Search the listing below for the string "task" and show each line that contains it.

[GIVEN RECORDS]

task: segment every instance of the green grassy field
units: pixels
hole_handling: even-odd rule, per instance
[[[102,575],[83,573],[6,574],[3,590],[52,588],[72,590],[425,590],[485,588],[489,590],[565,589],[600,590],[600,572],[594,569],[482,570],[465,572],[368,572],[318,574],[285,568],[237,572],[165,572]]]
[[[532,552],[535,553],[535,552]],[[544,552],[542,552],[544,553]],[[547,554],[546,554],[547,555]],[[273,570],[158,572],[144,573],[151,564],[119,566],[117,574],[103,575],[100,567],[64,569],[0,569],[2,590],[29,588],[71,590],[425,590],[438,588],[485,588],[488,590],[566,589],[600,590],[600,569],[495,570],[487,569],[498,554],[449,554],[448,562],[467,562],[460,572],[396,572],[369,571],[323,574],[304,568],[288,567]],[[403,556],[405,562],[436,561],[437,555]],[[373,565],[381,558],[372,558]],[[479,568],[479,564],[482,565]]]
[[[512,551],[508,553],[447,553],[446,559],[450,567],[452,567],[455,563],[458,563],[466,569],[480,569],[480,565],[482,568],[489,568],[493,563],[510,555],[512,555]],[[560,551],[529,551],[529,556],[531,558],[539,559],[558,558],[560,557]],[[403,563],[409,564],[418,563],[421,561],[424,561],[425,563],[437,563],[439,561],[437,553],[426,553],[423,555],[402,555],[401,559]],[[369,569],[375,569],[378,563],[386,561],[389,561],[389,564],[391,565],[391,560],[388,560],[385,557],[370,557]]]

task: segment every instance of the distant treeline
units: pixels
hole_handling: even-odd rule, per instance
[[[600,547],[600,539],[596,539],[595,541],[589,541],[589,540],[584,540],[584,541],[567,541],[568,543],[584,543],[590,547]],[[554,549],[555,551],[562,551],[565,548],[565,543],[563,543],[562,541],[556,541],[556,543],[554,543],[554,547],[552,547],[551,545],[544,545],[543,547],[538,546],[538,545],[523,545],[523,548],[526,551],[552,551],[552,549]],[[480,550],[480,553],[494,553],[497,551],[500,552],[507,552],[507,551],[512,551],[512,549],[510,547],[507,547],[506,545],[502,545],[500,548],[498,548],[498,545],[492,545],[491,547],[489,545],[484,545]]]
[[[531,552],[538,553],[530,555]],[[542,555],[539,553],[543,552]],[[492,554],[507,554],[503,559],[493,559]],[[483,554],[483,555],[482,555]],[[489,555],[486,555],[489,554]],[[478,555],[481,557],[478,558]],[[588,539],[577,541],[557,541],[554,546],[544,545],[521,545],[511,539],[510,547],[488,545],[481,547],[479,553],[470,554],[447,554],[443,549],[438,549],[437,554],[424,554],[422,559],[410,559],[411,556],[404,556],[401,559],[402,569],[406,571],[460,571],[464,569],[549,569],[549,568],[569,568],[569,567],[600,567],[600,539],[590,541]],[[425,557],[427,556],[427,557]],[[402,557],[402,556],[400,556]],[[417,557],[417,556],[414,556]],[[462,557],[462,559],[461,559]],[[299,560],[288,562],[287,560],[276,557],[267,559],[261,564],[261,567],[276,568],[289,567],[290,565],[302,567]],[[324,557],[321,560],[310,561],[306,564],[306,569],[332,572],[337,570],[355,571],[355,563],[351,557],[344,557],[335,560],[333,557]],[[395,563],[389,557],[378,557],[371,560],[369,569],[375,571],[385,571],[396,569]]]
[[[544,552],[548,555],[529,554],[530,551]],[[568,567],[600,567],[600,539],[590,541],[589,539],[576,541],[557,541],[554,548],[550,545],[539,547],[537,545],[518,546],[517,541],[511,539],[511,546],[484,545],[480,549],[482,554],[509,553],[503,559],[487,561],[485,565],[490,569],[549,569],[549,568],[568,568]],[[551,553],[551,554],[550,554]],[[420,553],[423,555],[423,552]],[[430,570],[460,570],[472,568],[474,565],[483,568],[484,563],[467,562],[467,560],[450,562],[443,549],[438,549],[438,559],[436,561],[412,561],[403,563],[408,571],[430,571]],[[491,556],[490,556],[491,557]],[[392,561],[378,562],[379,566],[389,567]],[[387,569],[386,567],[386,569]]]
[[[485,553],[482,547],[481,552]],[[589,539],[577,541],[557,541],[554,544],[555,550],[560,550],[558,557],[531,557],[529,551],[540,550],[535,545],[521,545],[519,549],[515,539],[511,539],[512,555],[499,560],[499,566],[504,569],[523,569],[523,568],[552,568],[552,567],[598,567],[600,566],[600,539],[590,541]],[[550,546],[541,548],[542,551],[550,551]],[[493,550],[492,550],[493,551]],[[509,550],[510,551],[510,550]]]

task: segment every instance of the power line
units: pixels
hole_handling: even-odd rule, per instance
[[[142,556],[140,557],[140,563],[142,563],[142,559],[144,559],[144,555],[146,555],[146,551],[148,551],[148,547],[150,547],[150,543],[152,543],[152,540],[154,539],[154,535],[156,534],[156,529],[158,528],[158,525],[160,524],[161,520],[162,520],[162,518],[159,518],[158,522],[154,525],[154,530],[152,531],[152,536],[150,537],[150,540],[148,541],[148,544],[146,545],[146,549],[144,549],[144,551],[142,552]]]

[/GIVEN RECORDS]

YOUR RESPONSE.
task: segment every instance of the green grassy field
task: segment every instance of the distant treeline
task: segment every instance of the power line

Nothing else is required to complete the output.